# [WORK ORDER]
Check the entries below and say how many lines include the word "vehicle". No other text is wanted.

# [SUPPLIED RECORDS]
* * *
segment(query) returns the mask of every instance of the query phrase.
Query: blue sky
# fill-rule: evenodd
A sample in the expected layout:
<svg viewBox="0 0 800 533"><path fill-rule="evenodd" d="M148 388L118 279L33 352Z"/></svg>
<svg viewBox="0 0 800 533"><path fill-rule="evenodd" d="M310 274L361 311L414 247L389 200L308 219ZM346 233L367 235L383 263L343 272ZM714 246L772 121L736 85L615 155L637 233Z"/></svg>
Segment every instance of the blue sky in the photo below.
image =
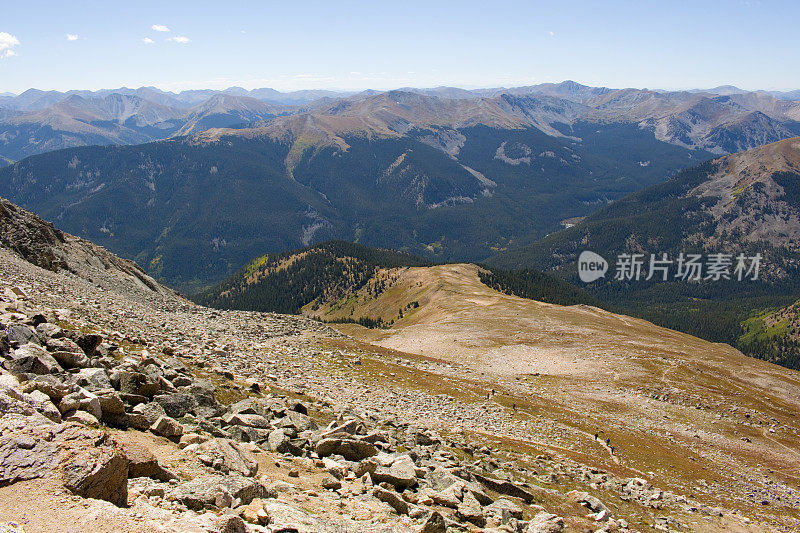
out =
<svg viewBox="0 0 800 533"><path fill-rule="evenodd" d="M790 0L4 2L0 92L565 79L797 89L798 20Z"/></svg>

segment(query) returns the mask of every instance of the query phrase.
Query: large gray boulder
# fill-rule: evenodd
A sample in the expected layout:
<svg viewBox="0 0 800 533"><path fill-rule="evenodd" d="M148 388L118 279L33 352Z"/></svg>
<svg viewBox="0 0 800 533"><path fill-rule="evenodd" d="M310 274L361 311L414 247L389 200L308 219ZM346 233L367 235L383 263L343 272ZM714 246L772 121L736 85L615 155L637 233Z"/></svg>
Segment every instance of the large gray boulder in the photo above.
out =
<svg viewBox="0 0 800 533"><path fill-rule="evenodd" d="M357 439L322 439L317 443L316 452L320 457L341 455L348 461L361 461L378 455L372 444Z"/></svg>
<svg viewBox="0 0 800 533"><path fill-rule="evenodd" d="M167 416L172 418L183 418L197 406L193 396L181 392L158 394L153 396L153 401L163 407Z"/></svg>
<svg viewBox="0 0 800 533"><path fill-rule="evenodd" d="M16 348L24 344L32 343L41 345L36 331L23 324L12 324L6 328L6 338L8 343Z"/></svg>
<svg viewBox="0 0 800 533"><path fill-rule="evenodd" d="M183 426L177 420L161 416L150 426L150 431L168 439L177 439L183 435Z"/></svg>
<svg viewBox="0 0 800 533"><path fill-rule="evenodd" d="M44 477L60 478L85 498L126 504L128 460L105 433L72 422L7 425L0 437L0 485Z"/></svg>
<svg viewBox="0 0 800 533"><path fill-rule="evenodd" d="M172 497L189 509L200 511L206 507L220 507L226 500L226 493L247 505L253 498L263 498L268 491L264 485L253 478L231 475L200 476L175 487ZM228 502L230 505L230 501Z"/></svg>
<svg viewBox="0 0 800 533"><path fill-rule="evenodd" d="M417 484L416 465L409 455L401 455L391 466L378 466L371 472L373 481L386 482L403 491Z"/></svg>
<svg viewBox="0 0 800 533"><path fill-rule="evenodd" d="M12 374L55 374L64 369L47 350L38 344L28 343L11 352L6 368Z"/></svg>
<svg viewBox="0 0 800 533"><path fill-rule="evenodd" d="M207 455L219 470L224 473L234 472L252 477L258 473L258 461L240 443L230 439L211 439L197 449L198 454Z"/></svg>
* * *
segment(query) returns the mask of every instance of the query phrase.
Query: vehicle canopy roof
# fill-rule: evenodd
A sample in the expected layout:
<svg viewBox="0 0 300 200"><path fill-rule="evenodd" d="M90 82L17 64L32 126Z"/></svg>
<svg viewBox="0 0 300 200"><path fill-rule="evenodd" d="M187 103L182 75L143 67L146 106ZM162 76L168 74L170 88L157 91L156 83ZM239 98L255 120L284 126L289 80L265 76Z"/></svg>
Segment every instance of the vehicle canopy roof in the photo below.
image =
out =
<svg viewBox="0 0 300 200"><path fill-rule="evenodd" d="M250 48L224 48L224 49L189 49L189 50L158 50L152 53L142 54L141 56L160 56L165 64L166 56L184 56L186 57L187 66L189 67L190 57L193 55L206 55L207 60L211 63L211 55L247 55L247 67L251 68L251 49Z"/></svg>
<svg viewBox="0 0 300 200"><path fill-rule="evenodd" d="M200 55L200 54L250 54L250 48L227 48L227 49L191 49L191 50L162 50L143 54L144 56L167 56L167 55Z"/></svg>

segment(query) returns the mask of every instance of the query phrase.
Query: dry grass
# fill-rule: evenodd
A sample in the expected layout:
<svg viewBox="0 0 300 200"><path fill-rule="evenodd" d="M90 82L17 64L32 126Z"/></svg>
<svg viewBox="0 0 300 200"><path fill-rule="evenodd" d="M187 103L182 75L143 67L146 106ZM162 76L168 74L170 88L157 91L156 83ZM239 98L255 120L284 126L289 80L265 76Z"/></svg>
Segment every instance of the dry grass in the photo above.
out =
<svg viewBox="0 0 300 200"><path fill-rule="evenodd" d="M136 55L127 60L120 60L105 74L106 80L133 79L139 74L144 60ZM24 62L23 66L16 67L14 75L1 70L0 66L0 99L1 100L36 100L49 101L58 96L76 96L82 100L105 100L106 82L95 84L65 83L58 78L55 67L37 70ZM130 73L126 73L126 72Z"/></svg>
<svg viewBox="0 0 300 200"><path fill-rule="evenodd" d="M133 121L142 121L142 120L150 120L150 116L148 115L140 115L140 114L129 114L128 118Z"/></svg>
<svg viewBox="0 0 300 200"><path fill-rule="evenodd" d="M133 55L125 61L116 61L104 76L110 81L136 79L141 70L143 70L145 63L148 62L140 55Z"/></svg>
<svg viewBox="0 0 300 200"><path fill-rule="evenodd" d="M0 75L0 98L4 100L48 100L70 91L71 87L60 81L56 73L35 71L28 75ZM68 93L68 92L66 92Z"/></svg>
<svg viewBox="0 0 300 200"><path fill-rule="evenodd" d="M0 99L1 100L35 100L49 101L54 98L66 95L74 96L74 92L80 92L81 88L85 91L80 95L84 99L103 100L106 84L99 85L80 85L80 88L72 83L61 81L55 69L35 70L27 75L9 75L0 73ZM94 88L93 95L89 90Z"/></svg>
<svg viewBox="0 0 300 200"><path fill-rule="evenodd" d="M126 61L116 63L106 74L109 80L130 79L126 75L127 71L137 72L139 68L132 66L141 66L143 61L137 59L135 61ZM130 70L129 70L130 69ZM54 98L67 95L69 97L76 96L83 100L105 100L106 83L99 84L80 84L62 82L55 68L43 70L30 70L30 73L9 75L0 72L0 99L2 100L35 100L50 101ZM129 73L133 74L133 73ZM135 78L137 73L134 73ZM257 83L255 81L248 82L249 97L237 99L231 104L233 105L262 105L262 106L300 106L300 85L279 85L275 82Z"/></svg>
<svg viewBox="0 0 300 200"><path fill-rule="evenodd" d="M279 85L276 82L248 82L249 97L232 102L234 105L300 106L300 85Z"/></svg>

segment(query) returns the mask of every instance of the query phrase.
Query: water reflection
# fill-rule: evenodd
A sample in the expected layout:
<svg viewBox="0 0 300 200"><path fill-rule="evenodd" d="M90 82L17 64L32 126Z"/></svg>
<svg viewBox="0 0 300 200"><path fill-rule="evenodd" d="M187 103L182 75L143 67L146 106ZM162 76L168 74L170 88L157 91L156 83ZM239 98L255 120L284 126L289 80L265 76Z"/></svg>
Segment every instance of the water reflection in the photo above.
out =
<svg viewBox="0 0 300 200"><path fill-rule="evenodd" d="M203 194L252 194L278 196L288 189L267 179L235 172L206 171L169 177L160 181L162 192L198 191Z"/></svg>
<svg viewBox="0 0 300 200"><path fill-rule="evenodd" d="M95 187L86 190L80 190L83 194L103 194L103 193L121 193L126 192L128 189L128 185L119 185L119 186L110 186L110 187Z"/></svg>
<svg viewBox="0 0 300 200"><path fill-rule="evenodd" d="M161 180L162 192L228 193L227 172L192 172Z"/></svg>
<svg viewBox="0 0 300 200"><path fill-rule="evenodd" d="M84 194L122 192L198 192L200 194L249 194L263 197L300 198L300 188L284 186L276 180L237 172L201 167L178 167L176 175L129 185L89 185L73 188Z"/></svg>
* * *
# [YOUR RESPONSE]
2